----- Passage provided -----

Posen made plenty of money in the oil, metal, minerals and coal business. And since he retired he has ploughed millions into Jewish education, but his latest project is his grandest and almost certainly his most expensive, although from the outset he tells me that he does not want to go into the money side of it.

However, The Posen Library of Jewish Culture and Civilisation cannot have come cheap. It has so far been 12 years since the project was properly initiated. Eventually, it will comprise 10 volumes, each 1,000 pages plus — an anthology covering every aspect of Jewish civilisation and culture from the year dot until 2005.

The project involves 120 scholars working over a long time span. Posen readily admits that he does not expect the work, the first volume of which was launched last month, to be a best seller. So why put so much of his time and money into it?

For Posen, a lot boils down to recognition. He says: “If you were to look through the Encyclopaedia Judaica, you will find that the word secular does not exist. It’s disgraceful. Even if you don’t like secular Jews, you can’t say they don’t exist. To have nothing about the literature which has been written by secular Jews or for secular Jews is quite unbelievable.”

----- Data extract -----

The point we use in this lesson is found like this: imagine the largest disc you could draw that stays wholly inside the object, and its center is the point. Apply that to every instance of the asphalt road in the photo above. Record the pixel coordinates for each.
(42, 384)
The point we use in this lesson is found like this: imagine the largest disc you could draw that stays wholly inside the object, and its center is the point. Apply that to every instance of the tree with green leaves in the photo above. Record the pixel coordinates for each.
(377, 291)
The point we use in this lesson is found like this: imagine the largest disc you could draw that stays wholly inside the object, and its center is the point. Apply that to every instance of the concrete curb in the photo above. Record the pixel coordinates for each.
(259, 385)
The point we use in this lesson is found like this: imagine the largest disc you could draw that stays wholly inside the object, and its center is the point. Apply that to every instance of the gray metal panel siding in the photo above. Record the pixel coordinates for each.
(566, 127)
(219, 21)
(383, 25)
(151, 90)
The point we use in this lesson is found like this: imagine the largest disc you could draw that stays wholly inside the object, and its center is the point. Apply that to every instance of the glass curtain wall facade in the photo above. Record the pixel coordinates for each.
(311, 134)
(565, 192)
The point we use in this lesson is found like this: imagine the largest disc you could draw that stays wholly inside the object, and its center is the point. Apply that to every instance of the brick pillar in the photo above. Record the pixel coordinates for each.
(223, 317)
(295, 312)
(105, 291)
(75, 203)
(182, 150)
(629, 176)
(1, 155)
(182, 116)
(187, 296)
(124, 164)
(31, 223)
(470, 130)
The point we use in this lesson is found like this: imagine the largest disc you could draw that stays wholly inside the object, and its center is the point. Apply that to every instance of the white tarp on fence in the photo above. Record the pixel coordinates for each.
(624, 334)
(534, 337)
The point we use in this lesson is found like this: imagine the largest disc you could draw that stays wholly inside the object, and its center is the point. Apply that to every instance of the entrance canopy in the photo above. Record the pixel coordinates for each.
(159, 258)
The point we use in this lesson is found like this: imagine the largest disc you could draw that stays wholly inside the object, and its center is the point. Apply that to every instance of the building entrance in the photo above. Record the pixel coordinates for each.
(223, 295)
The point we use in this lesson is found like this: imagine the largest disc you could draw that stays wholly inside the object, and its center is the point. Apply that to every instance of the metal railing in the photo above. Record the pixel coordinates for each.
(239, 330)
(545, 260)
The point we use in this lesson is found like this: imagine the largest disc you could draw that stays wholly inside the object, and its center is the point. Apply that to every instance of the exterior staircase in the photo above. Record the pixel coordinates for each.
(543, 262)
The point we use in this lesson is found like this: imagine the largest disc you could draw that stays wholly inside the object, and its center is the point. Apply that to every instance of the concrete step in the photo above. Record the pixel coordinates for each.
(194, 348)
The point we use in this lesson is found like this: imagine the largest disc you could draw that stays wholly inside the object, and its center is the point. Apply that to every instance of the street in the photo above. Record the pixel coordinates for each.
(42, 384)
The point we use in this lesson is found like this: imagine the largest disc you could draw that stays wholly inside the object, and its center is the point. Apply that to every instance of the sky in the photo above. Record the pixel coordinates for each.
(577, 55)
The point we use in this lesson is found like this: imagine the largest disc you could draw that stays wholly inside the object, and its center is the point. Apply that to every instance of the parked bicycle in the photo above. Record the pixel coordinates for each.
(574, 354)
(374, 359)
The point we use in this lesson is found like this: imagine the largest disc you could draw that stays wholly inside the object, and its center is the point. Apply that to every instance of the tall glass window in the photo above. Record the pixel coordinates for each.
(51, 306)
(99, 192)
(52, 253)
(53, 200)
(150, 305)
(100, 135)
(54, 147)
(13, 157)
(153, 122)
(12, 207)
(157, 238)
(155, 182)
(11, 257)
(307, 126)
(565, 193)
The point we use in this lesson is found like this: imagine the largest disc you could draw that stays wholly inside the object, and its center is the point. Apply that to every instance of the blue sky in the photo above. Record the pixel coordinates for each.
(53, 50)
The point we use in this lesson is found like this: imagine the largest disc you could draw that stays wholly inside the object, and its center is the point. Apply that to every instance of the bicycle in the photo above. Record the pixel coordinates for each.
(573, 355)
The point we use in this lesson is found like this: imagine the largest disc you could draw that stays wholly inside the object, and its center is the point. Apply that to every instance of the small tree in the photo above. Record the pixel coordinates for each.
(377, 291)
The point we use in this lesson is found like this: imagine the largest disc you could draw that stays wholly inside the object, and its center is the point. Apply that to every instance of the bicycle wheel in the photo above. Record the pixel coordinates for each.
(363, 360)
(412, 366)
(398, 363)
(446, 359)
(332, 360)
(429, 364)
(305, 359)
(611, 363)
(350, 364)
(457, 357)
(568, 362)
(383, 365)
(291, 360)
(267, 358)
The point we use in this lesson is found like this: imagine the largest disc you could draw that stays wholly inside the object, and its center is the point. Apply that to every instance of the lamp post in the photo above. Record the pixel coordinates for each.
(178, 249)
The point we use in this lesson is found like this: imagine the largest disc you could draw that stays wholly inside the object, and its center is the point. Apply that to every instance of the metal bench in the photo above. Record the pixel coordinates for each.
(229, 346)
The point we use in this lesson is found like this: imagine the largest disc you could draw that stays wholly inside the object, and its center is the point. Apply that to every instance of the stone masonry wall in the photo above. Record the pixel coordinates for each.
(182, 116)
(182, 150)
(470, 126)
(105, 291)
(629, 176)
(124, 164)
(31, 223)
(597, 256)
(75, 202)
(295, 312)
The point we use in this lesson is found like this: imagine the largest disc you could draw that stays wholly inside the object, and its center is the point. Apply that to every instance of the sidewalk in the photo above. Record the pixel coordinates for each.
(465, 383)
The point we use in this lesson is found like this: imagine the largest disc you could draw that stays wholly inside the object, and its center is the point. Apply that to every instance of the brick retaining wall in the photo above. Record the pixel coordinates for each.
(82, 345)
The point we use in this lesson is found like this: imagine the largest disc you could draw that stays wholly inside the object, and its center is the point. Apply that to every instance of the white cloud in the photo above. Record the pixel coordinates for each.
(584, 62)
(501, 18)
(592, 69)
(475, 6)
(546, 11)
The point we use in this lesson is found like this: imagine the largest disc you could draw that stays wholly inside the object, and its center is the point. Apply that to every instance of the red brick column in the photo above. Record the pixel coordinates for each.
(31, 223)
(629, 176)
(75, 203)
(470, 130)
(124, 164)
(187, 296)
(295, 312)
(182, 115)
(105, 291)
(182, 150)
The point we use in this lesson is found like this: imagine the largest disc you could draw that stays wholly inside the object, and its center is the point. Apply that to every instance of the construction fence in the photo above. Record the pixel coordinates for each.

-----

— Required work —
Continue the passage about the Posen Library of Jewish Culture and Civilisation from where it stops.

— Written reply —
'If you were to look through the Encyclopaedia Judaica, you will find that the word secular does not exist. It’s disgraceful. Even if you don’t like secular Jews, you can’t say they don’t exist. To have nothing about the literature which has been written by secular Jews or for secular Jews is quite unbelievable'

By the time Posen has finished, nobody will be able to say that. Still active — not to say driven — well into his 80s, he is determined to right the imbalance in Jewish education so that it more accurately reflects the demographics.

After all, he says, we live in a world where the majority of the Jewish population is secular but practically all of the Jewish education is religious.

“After discussions with some of my more learned friends we decided that we were probably not going to get somebody to do an anthology of books which had nothing religious in them so the thing to do was an anthology of everything that’s ever been created – religious and non-religious. Everyone seemed to like that so the idea was born.”

This was a daunting ambition but Posen set about it. “I’m no scholar but I envisaged we would gather the totality of whatever has been written. I wanted a balance between religious and secular, Israelis and Americans, men and women working on it. We arrived at a main board and they decided how to divide up history into periods and also who were the main experts in each period.”

The first volume to be published is the last in the series. It is appropriate that this covers a period — from 1973 to 2005 in which Jewish culture in a variety of forms has flourished. It will certainly be the most secular in character, whereas the early volumes will be almost completely religious. So who decided what went in and what was omitted?

“We leave it entirely to the individual volume editors. It won’t be completely uniform — that is impossible — we have 15 volume editors for 10 volumes and they do the best they can with the knowledge they have.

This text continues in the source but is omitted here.